Your instructions:
Rewrite the lines below as a Markdown table with columns headed Number and Line, covering only the stretch that opens with the line containing "Would you mind spotting the rope" and closes with the line containing "<point>1053,219</point>", both included. Skip blank lines and leave the pictures out of the table.

Excerpted records:
— start —
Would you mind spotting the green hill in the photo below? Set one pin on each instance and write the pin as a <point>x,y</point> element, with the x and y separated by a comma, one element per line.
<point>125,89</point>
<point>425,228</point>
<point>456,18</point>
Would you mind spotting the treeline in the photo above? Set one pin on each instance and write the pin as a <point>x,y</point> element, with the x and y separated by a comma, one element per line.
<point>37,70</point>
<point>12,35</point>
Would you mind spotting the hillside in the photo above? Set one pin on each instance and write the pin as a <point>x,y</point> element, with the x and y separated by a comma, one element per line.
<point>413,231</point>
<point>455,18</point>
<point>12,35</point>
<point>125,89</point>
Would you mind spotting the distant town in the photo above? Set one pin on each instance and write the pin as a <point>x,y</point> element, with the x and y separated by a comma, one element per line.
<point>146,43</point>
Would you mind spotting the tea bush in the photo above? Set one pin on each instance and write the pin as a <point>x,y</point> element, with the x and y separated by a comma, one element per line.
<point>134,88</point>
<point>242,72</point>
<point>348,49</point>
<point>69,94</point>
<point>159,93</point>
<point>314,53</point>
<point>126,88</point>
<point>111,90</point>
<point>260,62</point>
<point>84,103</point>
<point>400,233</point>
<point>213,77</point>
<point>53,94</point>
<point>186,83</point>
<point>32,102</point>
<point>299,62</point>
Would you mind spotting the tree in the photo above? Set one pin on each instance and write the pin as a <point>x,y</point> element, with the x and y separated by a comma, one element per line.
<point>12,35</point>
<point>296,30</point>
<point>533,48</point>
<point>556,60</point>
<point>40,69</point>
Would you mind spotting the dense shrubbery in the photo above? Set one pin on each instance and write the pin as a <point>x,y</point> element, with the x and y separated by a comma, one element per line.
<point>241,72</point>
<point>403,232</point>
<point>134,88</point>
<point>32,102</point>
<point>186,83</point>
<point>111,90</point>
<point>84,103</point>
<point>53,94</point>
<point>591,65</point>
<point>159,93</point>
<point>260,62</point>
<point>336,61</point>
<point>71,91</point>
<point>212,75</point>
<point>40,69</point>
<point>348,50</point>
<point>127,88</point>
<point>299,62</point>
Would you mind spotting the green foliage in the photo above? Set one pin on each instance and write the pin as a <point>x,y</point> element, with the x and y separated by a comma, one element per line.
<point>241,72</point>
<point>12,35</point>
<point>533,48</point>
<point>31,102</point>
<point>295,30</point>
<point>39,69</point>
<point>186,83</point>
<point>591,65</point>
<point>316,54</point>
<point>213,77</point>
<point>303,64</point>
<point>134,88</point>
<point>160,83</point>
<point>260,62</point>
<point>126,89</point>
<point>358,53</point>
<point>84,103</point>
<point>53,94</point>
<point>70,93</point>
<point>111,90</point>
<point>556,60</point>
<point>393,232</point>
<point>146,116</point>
— end —
— start —
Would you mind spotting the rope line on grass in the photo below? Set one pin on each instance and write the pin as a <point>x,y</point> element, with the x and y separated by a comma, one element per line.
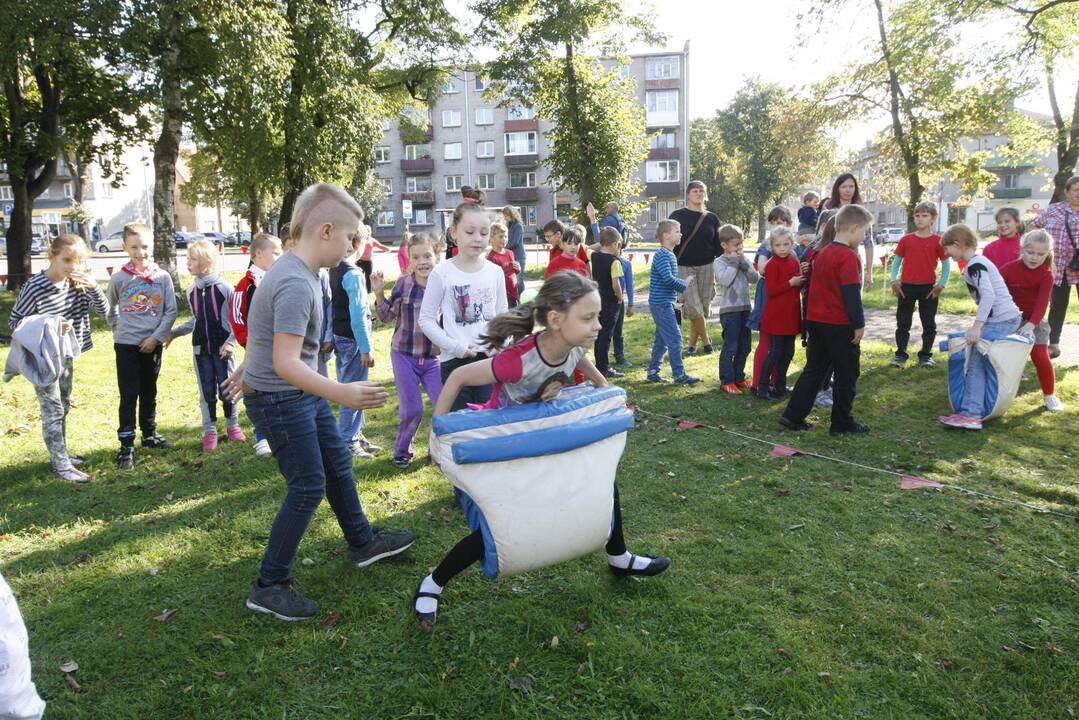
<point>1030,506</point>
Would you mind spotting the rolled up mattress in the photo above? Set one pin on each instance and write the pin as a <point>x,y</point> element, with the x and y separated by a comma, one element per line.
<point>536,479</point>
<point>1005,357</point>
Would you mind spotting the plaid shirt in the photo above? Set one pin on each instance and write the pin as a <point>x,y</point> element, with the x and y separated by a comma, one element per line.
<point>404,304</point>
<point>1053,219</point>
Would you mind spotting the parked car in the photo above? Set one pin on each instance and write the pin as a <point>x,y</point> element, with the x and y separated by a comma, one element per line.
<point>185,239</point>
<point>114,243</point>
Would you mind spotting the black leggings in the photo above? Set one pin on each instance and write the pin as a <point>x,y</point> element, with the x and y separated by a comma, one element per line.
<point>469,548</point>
— end —
Answer to this task:
| Number | Line |
|---|---|
| 1 | Would you mind spotting the rope line on grass in the photo below? Set one pin on each instance and write the pin as a <point>x,y</point> element, with the x and y separated by a comma, one element per line. |
| 2 | <point>1030,506</point> |
| 3 | Would you mind spotting the rolled up mattress in the photo above? Set one pin on each instance and write the pin as a <point>x,y</point> element, with the x and y separated by a comma, one element per line. |
| 4 | <point>536,479</point> |
| 5 | <point>1005,357</point> |
| 6 | Would you mind spotting the plaid shirt in the photo above? Set one pin on each instance and write the pin as a <point>x,y</point> element, with the x and y separated by a comma, one element per line. |
| 7 | <point>404,304</point> |
| 8 | <point>1053,219</point> |